[Stored data entries]
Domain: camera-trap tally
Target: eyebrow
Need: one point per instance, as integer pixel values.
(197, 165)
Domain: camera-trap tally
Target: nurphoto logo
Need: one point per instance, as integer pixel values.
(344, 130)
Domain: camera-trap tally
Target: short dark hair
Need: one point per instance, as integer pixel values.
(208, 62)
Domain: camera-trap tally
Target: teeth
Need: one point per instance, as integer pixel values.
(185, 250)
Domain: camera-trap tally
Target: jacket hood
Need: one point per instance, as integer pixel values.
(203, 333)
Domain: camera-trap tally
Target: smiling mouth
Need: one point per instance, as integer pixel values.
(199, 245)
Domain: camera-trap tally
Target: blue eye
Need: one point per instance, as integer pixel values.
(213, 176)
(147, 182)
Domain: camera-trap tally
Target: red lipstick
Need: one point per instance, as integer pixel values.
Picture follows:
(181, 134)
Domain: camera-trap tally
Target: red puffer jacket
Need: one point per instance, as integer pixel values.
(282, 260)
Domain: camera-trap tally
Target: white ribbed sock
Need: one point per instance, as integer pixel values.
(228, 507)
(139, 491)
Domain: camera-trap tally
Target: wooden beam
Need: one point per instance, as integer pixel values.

TASK PROMPT
All lines above that include the word "jacket" must be copied into the answer.

EXERCISE RESULT
Target: jacket hood
Target: red puffer jacket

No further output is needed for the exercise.